Dataset items
## BEGIN

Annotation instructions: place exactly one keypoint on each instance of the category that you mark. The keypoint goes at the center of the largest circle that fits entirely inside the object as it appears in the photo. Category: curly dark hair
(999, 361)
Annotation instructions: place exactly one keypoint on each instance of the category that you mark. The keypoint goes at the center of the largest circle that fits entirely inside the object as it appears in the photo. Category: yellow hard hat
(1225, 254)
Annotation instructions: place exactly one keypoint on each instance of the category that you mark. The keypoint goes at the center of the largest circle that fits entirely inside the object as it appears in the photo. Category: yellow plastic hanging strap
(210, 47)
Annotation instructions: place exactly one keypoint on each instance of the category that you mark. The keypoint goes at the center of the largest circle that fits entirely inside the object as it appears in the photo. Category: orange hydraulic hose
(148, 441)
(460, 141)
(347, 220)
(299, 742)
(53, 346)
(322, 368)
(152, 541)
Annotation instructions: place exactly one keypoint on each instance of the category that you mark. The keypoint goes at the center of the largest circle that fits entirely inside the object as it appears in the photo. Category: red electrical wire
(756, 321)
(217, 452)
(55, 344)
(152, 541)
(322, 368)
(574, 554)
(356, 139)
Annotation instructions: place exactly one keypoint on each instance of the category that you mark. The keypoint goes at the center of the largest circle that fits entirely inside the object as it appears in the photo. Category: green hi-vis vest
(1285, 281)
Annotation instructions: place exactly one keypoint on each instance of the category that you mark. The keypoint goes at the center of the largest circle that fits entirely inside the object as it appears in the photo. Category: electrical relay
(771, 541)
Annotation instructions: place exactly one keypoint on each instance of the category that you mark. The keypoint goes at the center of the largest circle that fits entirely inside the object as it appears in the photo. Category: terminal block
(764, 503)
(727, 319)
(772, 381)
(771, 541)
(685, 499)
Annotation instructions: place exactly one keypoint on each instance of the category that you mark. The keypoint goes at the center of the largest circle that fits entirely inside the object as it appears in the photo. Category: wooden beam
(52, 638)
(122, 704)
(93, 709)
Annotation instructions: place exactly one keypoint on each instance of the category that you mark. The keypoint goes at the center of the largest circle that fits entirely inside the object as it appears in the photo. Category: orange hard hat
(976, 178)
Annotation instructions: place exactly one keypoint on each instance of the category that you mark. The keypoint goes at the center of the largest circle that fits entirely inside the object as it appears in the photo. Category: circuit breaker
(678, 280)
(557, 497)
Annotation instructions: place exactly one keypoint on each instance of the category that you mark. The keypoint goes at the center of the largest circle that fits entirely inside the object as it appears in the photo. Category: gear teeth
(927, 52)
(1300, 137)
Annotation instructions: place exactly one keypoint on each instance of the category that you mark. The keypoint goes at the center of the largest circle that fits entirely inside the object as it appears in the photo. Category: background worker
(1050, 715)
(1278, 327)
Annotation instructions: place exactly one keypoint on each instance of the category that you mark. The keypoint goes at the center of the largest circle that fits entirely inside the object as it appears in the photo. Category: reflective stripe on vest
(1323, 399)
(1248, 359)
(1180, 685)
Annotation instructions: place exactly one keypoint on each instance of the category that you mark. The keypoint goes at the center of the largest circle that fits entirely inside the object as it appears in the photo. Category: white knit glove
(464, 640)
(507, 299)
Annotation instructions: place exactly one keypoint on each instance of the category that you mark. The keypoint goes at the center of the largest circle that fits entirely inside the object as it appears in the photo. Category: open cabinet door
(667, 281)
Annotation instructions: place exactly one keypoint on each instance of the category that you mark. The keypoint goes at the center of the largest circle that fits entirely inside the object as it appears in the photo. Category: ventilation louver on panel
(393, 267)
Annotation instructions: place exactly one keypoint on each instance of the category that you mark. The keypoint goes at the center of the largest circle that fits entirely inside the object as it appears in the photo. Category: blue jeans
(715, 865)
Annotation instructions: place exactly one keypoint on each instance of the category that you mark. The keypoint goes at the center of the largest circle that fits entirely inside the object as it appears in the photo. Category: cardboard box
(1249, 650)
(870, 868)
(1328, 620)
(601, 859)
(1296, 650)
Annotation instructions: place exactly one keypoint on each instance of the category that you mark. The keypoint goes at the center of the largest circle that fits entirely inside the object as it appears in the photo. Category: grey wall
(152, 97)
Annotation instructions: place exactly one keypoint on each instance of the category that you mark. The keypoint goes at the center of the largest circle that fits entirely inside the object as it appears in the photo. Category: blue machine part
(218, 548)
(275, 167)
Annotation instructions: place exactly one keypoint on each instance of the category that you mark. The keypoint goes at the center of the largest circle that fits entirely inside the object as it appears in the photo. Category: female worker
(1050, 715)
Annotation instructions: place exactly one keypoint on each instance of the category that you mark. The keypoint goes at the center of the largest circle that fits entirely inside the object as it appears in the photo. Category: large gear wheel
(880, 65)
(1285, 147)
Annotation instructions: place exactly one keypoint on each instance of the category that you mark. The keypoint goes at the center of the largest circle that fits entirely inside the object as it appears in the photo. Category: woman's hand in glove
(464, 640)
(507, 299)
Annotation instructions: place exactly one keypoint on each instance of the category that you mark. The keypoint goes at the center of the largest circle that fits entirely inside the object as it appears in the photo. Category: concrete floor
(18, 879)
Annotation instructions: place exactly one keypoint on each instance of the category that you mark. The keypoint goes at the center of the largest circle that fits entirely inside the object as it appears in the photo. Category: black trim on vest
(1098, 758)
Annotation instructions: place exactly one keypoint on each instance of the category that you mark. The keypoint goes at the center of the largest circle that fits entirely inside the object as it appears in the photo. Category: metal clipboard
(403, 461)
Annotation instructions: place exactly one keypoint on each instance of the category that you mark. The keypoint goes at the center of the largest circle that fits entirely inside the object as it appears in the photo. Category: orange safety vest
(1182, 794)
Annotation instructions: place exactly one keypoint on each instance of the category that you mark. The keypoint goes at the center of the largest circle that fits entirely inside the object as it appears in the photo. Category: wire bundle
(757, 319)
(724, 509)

## END

Format all of the material above as a JSON array of strings, with one string per line and blank lines omitted.

[
  "Annotation instructions: place exactly one keypoint on each instance of the category that you mark. The keypoint goes at the center of the largest circle that fits entirely inside the object as it appears in the photo. Category: curly dark hair",
  "(999, 361)",
  "Annotation instructions: place exactly one keypoint on each instance of the category that you mark. The keypoint goes at the center of the largest circle that fits entirely inside the object as it appears in the photo. Category: yellow hard hat",
  "(1225, 254)",
  "Annotation instructions: place exactly one keypoint on each instance of the category that you mark. The keypoint goes at the center of the largest circle that fits entirely inside the object as it appears in the photo. Category: yellow plastic hanging strap",
  "(210, 47)",
  "Annotation instructions: place exactly one keypoint on each instance of the category that you mark. The keypoint goes at the center of the largest circle that fits entirely inside the object as it appears in the photo. Category: orange hydraulic hose",
  "(148, 441)",
  "(460, 141)",
  "(347, 220)",
  "(299, 742)",
  "(53, 346)",
  "(322, 368)",
  "(152, 541)",
  "Annotation instructions: place exactly one keypoint on each instance of the category that you mark. The keypoint goes at the center of the largest circle that fits entirely inside the object as it appears in the photo. Category: red electrical wire",
  "(756, 321)",
  "(217, 452)",
  "(55, 344)",
  "(152, 541)",
  "(322, 368)",
  "(574, 554)",
  "(356, 139)",
  "Annotation instructions: place exactly one keypoint on each instance of the category that you mark. The keypoint goes at the center of the largest circle that fits entirely inside the object as it appears in the photo. Category: green hi-vis vest",
  "(1285, 281)",
  "Annotation instructions: place exactly one keypoint on each instance of the category that you mark. The keypoint goes at the center of the largest circle that fits entirely inside the object as it appears in the photo. Category: electrical relay",
  "(771, 541)",
  "Annotation instructions: place exactly one keypoint on each instance of the category that you mark. The keypoint goes at the center of the largest circle that fits entirely inside the object as it appears in the photo. Category: terminal block",
  "(764, 503)",
  "(727, 319)",
  "(772, 381)",
  "(771, 541)",
  "(685, 499)",
  "Annotation instructions: place exactly one keypoint on each instance of the category that you mark. The keypoint goes at the center of the largest circle that fits entirely inside the object as it appears in the photo. Category: wooden beam",
  "(52, 638)",
  "(122, 704)",
  "(93, 709)",
  "Annotation instructions: place exactly one keypoint on each instance of the category that you mark. The keypoint goes at the center of the largest circle that fits entirely inside the object as it appears in the photo. Category: orange hard hat",
  "(976, 178)",
  "Annotation instructions: place exactly one keypoint on each instance of the category that you mark. The keypoint goes at the center of the largest circle that fits entirely inside the object as it appears in the photo. Category: circuit breaker",
  "(678, 280)",
  "(557, 497)",
  "Annotation instructions: place exactly one keypoint on each instance of the category that you mark. The keypoint goes at the center of the largest circle that fits entirely inside the object as it appears in the photo. Category: gear teeth",
  "(927, 52)",
  "(1300, 137)",
  "Annotation instructions: place exactly one keypoint on each instance of the category that you mark. The keypoint goes at the center of the largest circle that fits entirely inside the object as it appears in the photo. Category: background worker",
  "(1050, 715)",
  "(1278, 327)",
  "Annotation instructions: place exactly one keypoint on each instance of the category that you mark. The keypoint goes at the center of the largest circle that fits entirely inside the object as it appears in the photo. Category: reflective stripe on vest",
  "(1323, 399)",
  "(1248, 359)",
  "(1180, 685)",
  "Annotation instructions: place exactly one keypoint on each instance of the category that you mark. The keypoint goes at the center of the largest circle that fits entirely inside the object as it appears in the photo. Category: white knit glove",
  "(464, 640)",
  "(507, 299)",
  "Annotation instructions: place exactly one keypoint on each instance of the category that you mark. The keypoint goes at the center of the largest circle that fits entirely inside the object as it appears in the photo. Category: open cabinet door",
  "(667, 281)",
  "Annotation instructions: place exactly one keypoint on each instance of the category that you mark. The keypoint goes at the center of the largest circle that fits entirely inside the object as it appears in the photo. Category: ventilation louver on panel",
  "(393, 267)",
  "Annotation instructions: place exactly one keypoint on each instance of the category that you mark. The keypoint goes at the center of the largest circle that fits entirely inside the object as it appears in the photo. Category: blue jeans",
  "(715, 865)",
  "Annotation instructions: place exactly one keypoint on each instance of the category that you mark. The keypoint goes at the center of the largest circle that fits entirely inside the object as it appears in the photo. Category: cardboard box",
  "(1249, 650)",
  "(870, 868)",
  "(1328, 620)",
  "(601, 859)",
  "(1296, 650)",
  "Annotation instructions: place exactly one keypoint on each instance of the category that you mark. The keypoint goes at the center of the largest circle that fits entirely inside the object as it appears in the photo. Category: grey wall",
  "(152, 97)",
  "Annotation instructions: place exactly one keypoint on each instance of the category that you mark. The keypoint goes at the center of the largest circle that fits entirely inside the object as it appears in the photo. Category: blue machine part",
  "(218, 548)",
  "(275, 167)",
  "Annotation instructions: place exactly one keypoint on each instance of the category that you mark. The keypoint goes at the center of the largest circle that fits entirely inside the object as it appears in the photo. Category: female worker",
  "(1050, 715)",
  "Annotation instructions: place exactly one keypoint on each instance of the category that you mark. The keypoint goes at the center of the largest circle that fits entirely inside the object as it appears in the photo. Category: large gear wheel",
  "(880, 65)",
  "(1285, 147)",
  "Annotation instructions: place exactly one keypoint on each instance of the category that you mark. The keypoint goes at the center of the largest circle that fits entirely inside the object as it appears in the photo. Category: woman's hand in glove",
  "(464, 640)",
  "(507, 299)",
  "Annotation instructions: place exactly one keypoint on each instance of the category that you mark. The keypoint goes at the center of the largest circle that fits entirely inside the object as it appears in the photo. Category: concrete floor",
  "(18, 879)",
  "Annotation instructions: place exactly one keypoint on each instance of the category that you mark. The keypoint goes at the center of the largest circle that fits entirely inside the object as it appears in the photo. Category: black trim on vest",
  "(1098, 758)",
  "Annotation instructions: place exactly one keypoint on each instance of the category that you mark. The keypoint goes at the center of the largest circle that fits entirely inside the object as it appears in the photo. Category: metal clipboard",
  "(403, 461)",
  "Annotation instructions: place exactly one keypoint on each instance of the category that you mark. The keypoint goes at the center of the largest circle that fits entirely inside the object as it appears in the photo. Category: orange safety vest",
  "(1182, 794)",
  "Annotation instructions: place exactly one keypoint on each instance of the category that you mark. The keypoint goes at the center of the largest circle that fits entirely inside the object as it appears in the photo. Category: wire bundle",
  "(757, 319)",
  "(724, 509)"
]